-- TRY IT --
According to the imiquimod scar study below, for how long was the imiquimod 5% cream applied to the surgical wound?

-- EXCERPT --
——

Double-Blind, Randomized, Placebo-Controlled, Prospective Study Evaluating the Tolerability and Effectiveness of Imiquimod Applied to Postsurgical Excisions on Scar Cosmesis

Authors


Address correspondence and reprint requests to: Brian Berman, MD, PhD, 1600 NW 10th Avenue, Room 2023A (R250), Miami, FL 33136, or e-mail: bberman@med.miami.edu.

Abstract

Background. It has been reported that topical application of imiquimod 5% cream induces interferon-α, an antifibrotic cytokine.

Objective. To determine the tolerability and effectiveness on the cosmetic outcome of the application of imiquimod to postsurgical excision sites.

Materials and Methods. A prospective, double-blinded, randomized, vehicle-controlled trial was conducted among 20 patients with two skin lesions clinically diagnosed as melanocytic nevi. Imiquimod 5% cream was applied to one of the sutured surgical wounds starting the night of the excision nightly for a period of 4 weeks. The second sutured excision site was treated with vehicle cream. Scar cosmesis, erythema, pigmentary alterations, induration, tenderness, and pain were assessed using a visual analogue scale 2, 4, and 8 weeks after surgery.

——

(Natural-language object grounding data)
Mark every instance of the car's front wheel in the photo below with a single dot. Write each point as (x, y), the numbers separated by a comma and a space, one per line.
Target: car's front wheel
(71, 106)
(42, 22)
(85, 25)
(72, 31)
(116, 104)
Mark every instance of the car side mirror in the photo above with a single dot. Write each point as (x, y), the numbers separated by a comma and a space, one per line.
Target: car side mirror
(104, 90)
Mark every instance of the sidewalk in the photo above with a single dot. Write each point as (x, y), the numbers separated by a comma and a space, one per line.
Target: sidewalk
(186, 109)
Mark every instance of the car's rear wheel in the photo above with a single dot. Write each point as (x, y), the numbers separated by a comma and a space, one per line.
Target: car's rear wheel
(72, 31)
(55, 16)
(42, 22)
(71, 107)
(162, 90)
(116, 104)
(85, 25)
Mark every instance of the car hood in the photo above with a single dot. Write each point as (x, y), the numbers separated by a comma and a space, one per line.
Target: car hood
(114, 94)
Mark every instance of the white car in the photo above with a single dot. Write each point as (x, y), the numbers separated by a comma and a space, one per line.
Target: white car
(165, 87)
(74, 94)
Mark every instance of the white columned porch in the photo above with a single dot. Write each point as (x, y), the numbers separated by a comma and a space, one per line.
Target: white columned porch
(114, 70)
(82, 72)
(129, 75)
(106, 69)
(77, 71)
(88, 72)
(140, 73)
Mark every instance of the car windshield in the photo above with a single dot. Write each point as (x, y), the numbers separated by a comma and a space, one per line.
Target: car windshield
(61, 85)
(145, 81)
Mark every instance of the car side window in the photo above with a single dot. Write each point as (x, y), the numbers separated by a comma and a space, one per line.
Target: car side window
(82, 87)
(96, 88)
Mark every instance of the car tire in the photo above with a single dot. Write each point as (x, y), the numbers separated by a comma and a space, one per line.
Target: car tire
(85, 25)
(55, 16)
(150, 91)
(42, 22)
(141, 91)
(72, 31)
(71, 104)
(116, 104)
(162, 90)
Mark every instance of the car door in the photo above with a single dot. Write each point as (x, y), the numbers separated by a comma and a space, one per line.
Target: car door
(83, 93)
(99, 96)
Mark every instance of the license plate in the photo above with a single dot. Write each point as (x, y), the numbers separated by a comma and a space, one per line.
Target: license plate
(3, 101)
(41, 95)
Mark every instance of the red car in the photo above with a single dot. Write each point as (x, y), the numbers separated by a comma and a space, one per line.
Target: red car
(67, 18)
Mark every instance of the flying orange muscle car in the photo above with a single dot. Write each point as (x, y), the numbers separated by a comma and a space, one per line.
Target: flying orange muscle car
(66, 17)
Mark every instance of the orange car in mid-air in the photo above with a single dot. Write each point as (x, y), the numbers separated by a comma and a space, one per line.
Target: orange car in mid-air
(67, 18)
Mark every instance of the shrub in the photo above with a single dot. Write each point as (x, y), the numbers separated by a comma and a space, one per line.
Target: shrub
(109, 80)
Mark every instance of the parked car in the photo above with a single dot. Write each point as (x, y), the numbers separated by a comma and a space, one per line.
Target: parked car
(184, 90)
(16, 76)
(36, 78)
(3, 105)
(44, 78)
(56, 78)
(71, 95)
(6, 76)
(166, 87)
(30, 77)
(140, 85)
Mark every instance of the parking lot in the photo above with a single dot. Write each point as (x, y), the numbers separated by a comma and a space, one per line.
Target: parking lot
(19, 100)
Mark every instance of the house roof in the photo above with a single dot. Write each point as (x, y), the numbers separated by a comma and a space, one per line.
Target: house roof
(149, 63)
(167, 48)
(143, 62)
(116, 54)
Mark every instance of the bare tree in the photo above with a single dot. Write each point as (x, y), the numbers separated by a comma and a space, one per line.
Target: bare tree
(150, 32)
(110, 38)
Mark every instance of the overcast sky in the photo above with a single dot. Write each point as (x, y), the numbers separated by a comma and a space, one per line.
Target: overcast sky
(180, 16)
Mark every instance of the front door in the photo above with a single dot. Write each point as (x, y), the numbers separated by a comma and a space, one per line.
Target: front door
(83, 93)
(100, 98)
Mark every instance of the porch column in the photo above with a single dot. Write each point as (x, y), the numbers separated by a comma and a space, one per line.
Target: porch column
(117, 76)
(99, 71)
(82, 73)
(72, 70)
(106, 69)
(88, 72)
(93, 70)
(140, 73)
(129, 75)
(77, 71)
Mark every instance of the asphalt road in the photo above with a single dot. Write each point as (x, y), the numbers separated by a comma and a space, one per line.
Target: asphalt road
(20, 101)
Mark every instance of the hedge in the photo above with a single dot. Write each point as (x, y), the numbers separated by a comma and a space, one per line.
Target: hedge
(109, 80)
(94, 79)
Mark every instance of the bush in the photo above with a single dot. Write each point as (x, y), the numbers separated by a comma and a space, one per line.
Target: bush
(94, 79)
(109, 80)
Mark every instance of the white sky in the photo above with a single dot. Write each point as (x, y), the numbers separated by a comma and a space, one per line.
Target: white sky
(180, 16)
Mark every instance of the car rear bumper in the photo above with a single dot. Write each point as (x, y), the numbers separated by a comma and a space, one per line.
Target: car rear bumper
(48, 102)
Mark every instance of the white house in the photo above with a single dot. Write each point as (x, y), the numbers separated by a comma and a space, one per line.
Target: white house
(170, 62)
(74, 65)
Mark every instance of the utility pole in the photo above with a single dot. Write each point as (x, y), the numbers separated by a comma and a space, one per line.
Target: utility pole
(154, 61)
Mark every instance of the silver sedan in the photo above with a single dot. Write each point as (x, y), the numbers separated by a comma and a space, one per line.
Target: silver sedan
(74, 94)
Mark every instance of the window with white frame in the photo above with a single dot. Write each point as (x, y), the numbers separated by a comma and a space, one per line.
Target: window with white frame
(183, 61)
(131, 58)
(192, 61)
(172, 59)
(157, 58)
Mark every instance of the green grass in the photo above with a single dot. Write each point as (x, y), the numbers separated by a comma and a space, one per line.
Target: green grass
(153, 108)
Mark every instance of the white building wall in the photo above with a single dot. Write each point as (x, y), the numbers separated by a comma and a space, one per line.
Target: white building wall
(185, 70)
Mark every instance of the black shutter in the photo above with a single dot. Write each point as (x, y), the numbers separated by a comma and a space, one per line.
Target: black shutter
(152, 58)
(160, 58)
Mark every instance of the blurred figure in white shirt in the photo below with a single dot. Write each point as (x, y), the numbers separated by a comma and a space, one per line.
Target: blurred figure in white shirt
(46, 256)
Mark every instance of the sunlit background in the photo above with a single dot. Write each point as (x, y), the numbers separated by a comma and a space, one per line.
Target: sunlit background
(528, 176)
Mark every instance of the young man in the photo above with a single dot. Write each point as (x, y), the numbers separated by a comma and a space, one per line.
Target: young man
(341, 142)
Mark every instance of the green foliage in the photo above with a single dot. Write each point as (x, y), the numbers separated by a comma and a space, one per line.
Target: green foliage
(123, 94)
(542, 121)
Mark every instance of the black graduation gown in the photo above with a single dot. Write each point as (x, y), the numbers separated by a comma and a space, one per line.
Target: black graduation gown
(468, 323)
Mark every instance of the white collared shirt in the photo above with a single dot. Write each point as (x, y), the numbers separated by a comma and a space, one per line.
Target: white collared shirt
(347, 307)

——

-- ANSWER SPACE --
Nightly for 4 weeks, starting the night of the excision.